Task instructions
Gather every line below that contains the word "entrance".

· · · · · · ·

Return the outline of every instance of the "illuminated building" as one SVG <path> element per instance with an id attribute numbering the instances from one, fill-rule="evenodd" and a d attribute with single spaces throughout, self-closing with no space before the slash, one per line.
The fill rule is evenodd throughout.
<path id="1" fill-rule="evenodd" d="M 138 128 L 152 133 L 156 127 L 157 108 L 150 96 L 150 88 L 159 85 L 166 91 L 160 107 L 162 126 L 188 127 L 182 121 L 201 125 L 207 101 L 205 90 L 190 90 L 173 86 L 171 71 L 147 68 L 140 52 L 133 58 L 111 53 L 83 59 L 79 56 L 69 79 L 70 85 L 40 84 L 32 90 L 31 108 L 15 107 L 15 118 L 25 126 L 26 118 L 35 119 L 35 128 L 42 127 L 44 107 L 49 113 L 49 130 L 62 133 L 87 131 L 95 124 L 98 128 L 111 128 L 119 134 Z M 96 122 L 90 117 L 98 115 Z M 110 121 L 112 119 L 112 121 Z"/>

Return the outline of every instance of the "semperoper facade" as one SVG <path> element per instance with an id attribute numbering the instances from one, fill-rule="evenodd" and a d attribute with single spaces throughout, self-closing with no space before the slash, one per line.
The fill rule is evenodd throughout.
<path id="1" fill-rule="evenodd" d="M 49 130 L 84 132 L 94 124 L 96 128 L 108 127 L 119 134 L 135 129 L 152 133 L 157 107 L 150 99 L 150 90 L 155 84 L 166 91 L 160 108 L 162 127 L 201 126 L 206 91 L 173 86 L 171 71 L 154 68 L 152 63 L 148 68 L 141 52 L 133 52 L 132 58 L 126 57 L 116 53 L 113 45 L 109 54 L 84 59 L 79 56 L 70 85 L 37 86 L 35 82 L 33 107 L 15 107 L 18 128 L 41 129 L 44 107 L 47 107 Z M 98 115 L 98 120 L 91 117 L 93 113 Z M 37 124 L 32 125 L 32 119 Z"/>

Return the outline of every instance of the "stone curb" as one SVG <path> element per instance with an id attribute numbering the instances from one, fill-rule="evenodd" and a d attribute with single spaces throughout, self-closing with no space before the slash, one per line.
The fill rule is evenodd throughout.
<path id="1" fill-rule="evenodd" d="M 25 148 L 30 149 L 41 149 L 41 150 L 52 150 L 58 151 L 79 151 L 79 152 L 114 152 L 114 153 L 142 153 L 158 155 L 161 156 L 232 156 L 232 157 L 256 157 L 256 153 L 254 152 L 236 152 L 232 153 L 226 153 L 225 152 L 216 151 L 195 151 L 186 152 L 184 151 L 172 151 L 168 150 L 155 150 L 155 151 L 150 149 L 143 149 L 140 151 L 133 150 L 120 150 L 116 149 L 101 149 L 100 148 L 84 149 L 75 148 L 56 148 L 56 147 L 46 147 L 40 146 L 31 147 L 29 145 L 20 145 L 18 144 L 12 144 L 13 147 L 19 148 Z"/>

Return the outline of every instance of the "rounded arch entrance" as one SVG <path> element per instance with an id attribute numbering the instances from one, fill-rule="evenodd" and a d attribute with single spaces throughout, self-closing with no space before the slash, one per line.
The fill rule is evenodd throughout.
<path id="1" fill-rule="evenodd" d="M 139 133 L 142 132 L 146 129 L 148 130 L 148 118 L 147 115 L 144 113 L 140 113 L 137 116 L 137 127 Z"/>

· · · · · · ·

Output of the task
Return the outline of every instance of the "rounded arch entrance" as one SVG <path> element per instance with an id attribute numbering the instances from one, fill-rule="evenodd" and a d attribute with single spaces throughout, self-closing with no space before the slash, one per line.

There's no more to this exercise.